Dataset entries:
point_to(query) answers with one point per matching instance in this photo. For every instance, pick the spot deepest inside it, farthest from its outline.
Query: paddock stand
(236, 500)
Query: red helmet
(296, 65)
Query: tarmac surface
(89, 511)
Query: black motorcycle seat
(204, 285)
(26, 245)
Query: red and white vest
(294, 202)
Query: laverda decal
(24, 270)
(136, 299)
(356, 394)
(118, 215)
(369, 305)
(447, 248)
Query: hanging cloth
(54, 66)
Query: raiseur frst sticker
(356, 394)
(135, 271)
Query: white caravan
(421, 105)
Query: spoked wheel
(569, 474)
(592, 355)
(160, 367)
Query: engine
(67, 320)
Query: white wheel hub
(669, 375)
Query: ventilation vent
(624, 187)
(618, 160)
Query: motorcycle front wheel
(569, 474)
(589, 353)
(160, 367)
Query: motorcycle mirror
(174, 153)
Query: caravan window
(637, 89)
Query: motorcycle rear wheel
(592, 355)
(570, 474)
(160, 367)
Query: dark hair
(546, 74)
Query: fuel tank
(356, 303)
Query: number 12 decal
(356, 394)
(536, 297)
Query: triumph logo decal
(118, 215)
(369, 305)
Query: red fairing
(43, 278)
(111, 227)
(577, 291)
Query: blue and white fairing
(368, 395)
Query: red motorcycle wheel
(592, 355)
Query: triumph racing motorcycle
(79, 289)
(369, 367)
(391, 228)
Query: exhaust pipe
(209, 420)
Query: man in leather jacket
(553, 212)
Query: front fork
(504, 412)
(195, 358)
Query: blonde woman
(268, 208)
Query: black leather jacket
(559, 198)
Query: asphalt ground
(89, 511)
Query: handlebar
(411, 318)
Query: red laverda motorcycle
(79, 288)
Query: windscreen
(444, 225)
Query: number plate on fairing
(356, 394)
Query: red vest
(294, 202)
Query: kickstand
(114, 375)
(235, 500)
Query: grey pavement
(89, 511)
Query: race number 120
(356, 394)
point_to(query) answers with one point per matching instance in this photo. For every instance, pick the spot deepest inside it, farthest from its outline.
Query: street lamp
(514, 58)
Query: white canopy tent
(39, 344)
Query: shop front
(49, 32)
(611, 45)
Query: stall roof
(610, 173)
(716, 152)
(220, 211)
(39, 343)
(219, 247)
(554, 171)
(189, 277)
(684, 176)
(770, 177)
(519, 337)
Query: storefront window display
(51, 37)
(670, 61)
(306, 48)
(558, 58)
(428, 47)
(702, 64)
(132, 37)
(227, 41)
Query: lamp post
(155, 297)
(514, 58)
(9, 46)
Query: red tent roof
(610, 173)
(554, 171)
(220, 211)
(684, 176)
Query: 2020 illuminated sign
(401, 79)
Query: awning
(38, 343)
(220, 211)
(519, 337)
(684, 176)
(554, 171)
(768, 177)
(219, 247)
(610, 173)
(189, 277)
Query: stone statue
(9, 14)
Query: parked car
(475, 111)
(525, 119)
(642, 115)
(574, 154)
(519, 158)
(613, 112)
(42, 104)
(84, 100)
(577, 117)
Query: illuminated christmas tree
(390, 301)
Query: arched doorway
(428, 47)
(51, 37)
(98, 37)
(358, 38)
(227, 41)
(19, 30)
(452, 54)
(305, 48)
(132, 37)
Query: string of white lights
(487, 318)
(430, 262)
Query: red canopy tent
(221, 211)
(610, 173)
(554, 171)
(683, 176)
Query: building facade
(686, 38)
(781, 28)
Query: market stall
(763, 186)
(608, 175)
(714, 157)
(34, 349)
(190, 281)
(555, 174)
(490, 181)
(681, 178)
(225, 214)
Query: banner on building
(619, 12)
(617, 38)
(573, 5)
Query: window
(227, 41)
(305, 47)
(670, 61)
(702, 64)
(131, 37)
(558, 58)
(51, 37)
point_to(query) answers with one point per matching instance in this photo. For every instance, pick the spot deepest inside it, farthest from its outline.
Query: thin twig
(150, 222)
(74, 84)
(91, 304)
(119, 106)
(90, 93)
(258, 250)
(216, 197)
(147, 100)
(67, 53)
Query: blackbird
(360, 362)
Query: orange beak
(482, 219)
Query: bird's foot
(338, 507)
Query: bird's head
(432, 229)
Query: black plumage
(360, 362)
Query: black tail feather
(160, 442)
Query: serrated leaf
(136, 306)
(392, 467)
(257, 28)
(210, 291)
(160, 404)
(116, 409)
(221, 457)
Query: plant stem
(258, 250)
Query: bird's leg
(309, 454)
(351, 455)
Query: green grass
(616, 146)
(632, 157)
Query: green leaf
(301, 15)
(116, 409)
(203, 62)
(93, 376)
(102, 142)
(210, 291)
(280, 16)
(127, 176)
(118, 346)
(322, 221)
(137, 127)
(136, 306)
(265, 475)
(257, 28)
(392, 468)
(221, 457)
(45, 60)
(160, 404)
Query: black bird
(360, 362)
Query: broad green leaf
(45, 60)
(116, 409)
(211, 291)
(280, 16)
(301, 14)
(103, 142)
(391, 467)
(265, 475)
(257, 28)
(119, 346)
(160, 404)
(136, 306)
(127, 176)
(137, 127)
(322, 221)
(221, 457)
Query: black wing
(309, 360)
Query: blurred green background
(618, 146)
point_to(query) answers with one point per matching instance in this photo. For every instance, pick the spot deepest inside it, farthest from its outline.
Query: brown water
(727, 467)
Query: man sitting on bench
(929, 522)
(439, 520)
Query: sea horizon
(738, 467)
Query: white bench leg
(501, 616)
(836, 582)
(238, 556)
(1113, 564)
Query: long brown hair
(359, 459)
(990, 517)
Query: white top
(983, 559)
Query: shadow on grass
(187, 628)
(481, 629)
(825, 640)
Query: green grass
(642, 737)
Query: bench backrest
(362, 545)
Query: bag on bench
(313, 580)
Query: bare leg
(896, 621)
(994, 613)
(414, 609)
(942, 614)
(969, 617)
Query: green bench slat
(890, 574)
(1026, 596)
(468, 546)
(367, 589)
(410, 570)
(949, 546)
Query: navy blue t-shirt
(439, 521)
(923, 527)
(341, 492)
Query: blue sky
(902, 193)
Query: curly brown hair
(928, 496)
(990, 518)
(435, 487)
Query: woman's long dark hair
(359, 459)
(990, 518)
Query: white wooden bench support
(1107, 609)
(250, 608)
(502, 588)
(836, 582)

#### TASK DETAILS
Rewrite the material starting at the line containing "Query: bag on bench" and ending at the last line of the material, keeping every request line, but multiply each point coordinate by 0.2 and round to the nearest whole number, with halves rounded up.

#### THE REPLY
Query: bag on bench
(63, 116)
Query: bare leg
(179, 124)
(199, 123)
(83, 122)
(188, 123)
(194, 123)
Query: green bench slat
(178, 115)
(205, 119)
(94, 109)
(73, 118)
(82, 114)
(190, 109)
Query: navy blue t-shirt
(88, 104)
(185, 105)
(68, 98)
Query: blue sky
(180, 39)
Query: curly brown hair
(186, 99)
(198, 104)
(87, 97)
Query: woman's long dark hair
(72, 92)
(198, 104)
Query: white wooden bench support
(221, 122)
(50, 122)
(100, 118)
(167, 116)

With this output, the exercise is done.